:: Aim ::
Return the lines beginning at the one that contains "Mark every instance of the desert valley" and continuing to the end of the entries, including both ends, exactly as written and nothing else.

Source data
• • • • •

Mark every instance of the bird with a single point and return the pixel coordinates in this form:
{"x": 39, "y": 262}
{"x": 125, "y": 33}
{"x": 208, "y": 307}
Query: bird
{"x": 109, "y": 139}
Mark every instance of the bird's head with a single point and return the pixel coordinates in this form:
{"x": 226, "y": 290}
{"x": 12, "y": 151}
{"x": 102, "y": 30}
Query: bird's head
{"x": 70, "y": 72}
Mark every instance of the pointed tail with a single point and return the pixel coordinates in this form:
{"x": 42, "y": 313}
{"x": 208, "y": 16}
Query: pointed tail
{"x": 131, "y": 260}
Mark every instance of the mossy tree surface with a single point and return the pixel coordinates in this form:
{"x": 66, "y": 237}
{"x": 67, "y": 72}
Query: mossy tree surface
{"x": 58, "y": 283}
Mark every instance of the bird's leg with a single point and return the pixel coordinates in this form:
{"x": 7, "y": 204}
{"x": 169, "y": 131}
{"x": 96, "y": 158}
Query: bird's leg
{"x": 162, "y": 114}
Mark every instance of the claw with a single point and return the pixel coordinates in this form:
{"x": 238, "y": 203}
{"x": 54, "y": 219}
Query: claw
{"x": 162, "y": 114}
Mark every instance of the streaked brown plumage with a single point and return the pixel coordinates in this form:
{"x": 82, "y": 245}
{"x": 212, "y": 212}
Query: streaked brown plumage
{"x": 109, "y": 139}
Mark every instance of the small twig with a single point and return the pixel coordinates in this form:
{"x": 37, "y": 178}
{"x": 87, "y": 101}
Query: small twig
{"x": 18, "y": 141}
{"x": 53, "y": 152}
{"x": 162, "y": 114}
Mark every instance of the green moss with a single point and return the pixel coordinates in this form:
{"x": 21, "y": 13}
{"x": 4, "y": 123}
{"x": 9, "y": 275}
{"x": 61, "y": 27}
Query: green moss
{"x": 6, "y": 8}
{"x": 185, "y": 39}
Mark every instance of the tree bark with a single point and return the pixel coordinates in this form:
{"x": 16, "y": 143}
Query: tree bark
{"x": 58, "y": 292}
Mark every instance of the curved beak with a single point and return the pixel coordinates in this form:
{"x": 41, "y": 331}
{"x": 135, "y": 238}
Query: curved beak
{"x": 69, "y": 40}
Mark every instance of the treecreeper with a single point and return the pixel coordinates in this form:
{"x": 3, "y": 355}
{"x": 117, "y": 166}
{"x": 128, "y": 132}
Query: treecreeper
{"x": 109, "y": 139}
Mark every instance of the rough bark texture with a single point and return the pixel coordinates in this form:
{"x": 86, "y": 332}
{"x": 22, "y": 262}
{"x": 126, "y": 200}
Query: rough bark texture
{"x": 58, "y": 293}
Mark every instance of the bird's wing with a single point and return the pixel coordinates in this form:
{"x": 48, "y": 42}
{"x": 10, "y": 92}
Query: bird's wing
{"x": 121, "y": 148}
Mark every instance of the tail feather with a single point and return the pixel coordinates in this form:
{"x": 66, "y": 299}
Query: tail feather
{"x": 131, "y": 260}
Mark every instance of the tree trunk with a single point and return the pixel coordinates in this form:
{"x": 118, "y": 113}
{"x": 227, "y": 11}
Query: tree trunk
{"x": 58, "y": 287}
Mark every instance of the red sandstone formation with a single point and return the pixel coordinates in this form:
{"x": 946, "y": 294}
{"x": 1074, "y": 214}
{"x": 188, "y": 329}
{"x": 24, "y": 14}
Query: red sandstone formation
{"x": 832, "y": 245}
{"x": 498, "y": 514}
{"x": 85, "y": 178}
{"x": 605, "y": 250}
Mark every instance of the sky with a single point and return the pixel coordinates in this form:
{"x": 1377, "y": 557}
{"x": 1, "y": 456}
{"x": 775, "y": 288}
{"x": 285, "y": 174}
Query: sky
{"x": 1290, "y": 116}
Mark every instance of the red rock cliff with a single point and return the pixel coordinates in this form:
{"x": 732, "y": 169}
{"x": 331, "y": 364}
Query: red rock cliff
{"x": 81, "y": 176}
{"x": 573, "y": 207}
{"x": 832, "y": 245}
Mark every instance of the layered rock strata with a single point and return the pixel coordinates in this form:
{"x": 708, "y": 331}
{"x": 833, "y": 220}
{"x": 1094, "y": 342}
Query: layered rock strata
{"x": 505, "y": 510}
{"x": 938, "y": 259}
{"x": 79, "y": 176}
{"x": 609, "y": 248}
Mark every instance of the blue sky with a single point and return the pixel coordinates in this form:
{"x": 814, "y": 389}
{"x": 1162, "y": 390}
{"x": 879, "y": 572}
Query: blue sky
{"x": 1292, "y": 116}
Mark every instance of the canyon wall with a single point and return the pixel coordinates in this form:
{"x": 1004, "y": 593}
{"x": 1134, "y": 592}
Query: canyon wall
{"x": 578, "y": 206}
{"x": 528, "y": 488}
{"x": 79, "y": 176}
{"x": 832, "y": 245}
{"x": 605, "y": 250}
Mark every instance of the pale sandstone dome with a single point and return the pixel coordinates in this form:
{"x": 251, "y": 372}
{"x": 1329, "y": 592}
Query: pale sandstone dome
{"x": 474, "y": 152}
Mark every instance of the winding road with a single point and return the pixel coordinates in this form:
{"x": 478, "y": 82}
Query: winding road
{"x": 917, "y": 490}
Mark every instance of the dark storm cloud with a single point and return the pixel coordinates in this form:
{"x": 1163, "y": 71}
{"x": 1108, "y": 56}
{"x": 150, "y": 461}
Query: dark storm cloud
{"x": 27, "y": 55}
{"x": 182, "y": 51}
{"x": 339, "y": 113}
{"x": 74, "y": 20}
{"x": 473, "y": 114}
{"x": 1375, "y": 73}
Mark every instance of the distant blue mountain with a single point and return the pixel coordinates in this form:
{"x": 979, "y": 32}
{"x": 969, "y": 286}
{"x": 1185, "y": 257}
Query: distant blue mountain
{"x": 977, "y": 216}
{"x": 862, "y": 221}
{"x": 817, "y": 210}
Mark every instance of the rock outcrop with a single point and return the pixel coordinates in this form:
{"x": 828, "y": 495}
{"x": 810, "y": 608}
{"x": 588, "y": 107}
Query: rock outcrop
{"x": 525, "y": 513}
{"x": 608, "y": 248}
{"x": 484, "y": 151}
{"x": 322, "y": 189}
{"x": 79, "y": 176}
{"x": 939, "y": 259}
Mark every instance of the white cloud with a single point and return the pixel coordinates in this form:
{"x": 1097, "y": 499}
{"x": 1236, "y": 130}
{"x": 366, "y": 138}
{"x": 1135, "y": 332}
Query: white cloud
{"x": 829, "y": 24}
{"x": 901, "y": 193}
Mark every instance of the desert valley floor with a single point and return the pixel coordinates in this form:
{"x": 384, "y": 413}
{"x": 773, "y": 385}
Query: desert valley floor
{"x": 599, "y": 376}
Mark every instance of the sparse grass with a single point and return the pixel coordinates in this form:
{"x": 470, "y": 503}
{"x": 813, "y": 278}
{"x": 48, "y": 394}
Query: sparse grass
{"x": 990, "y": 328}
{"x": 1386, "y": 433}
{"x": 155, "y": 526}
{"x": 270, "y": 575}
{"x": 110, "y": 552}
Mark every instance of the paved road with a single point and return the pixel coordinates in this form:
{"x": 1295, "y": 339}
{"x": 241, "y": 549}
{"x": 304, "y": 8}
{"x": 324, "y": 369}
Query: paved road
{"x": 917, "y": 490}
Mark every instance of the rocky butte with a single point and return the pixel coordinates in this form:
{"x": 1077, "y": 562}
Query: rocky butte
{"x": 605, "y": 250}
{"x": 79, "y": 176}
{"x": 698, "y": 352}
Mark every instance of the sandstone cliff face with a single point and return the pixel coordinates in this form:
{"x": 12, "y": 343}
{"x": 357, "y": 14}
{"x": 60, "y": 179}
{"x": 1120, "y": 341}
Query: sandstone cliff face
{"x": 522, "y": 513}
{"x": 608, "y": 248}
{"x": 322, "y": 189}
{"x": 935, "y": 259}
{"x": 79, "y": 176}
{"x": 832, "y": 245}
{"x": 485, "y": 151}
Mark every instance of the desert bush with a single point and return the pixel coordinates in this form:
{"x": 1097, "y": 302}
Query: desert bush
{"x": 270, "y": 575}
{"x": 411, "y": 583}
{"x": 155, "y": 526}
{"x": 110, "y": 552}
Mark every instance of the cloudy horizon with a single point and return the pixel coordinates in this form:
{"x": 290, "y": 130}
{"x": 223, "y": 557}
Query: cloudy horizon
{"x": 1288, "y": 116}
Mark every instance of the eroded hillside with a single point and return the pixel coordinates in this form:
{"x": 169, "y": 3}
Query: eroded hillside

• • • • •

:: Reply to the exercise ::
Mark every instance of the desert valley floor with a single point and return the pixel coordinates in this form:
{"x": 384, "y": 413}
{"x": 773, "y": 385}
Query: desert valley floor
{"x": 599, "y": 376}
Mark every instance of the sparse grass with a single point and return the pixel coordinates in this form:
{"x": 470, "y": 503}
{"x": 813, "y": 278}
{"x": 48, "y": 394}
Query: sparse grass
{"x": 990, "y": 328}
{"x": 1386, "y": 433}
{"x": 155, "y": 526}
{"x": 270, "y": 575}
{"x": 110, "y": 552}
Mark every instance of the paved road with a single point and return the pixel coordinates in this form:
{"x": 1295, "y": 339}
{"x": 241, "y": 549}
{"x": 304, "y": 8}
{"x": 324, "y": 369}
Query: paved road
{"x": 917, "y": 490}
Mark every instance of the rocky butte with a single point and return the pixel coordinates in this form:
{"x": 1077, "y": 562}
Query: rocky butte
{"x": 605, "y": 250}
{"x": 79, "y": 176}
{"x": 698, "y": 352}
Mark every instance of the sandstone cliff face with a single point and return the pixel coordinates in this form:
{"x": 12, "y": 343}
{"x": 357, "y": 14}
{"x": 60, "y": 179}
{"x": 1120, "y": 341}
Query: sandstone cliff face
{"x": 522, "y": 513}
{"x": 608, "y": 248}
{"x": 322, "y": 189}
{"x": 935, "y": 259}
{"x": 79, "y": 176}
{"x": 832, "y": 245}
{"x": 485, "y": 151}
Mark every instance of the desert bush with a single point and return the pixel coordinates in this form:
{"x": 1097, "y": 302}
Query: desert bush
{"x": 270, "y": 575}
{"x": 411, "y": 583}
{"x": 155, "y": 526}
{"x": 110, "y": 552}
Mark every instance of the cloudy horizon with a single point and return the pixel coordinates in this form:
{"x": 290, "y": 130}
{"x": 223, "y": 557}
Query: cloudy horizon
{"x": 1288, "y": 116}
Mark every instance of the eroded hillside with a single point and return the pixel coordinates in this form:
{"x": 169, "y": 3}
Query: eroded hillside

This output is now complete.